■ About this task:
The response must contain every line below in which "rough" appears.

--- Exercise materials ---

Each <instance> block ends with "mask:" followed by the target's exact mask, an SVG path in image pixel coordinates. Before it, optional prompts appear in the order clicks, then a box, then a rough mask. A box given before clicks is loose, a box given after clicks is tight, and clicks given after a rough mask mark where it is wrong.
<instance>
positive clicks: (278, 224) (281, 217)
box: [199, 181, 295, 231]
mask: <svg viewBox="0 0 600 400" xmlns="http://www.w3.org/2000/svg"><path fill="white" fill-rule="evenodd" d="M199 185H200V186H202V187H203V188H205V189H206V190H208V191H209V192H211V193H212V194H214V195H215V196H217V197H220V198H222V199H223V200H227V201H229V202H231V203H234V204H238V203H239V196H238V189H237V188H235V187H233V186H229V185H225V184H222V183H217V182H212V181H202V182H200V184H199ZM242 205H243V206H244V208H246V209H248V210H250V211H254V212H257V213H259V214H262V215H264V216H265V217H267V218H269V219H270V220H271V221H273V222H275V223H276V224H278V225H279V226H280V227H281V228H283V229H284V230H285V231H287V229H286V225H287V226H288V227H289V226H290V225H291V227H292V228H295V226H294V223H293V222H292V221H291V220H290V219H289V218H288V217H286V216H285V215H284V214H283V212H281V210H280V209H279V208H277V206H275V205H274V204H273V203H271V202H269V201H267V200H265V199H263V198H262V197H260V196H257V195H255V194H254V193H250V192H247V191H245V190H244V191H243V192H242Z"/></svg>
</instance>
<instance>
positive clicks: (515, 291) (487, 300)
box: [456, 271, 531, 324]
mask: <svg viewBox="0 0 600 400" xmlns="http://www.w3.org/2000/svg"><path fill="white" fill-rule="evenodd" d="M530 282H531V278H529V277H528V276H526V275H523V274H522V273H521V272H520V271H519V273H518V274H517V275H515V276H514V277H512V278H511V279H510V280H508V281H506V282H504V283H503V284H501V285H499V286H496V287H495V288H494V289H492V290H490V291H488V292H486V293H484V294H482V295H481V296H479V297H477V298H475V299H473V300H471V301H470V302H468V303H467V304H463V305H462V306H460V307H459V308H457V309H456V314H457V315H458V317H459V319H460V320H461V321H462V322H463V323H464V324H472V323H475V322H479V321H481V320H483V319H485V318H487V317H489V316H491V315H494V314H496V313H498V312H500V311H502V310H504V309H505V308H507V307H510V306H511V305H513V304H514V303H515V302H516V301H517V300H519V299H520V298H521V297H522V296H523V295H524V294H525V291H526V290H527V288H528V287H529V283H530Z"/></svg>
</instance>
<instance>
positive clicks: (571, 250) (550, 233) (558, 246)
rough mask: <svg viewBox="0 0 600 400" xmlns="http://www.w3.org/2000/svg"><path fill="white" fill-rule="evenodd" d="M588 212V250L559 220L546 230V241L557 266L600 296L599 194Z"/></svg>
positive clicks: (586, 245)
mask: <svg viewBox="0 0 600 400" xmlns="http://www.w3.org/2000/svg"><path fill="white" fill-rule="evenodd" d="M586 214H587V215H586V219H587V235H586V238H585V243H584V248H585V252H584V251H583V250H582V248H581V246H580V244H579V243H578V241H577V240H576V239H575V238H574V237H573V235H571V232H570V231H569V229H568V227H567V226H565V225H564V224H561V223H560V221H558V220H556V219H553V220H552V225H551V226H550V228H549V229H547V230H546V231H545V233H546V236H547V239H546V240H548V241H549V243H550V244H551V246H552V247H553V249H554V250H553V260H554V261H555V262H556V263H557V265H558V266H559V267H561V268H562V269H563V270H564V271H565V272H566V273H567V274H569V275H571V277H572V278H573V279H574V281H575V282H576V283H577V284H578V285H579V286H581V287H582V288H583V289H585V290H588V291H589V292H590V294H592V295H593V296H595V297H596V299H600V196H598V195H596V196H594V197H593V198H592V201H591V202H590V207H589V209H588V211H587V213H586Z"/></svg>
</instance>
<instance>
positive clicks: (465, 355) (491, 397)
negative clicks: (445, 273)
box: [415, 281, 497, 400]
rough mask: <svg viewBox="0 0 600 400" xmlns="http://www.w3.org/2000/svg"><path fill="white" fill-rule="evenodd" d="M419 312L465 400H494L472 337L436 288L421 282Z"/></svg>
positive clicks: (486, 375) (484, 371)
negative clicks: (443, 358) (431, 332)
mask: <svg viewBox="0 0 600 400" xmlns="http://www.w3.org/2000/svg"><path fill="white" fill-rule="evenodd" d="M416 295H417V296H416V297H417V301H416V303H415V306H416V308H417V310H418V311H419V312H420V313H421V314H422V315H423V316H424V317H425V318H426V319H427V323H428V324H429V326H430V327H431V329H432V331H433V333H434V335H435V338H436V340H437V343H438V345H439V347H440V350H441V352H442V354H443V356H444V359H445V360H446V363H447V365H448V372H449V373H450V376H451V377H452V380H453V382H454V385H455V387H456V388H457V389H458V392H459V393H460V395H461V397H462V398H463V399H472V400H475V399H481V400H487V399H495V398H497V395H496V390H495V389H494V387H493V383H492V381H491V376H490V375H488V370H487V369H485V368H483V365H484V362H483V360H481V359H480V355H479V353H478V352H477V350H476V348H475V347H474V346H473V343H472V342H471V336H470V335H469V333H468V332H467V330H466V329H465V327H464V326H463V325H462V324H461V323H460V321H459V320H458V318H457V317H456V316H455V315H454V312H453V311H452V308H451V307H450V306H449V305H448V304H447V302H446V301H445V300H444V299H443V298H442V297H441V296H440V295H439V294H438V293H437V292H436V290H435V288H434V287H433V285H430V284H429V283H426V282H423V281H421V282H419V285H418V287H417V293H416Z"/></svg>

---

■ Answer for the task:
Each <instance> block ends with "mask:" followed by the target's exact mask, an SVG path in image pixel coordinates. Before it, optional prompts appear in the order clicks, then a box, then a rough mask. A box given before clicks is loose, a box given after clicks is tight, and clicks given after a rough mask mark where it is wrong.
rough mask: <svg viewBox="0 0 600 400" xmlns="http://www.w3.org/2000/svg"><path fill="white" fill-rule="evenodd" d="M588 212V250L559 220L546 230V241L557 266L600 296L599 194Z"/></svg>
rough mask: <svg viewBox="0 0 600 400" xmlns="http://www.w3.org/2000/svg"><path fill="white" fill-rule="evenodd" d="M419 312L465 400H494L472 337L436 288L421 282Z"/></svg>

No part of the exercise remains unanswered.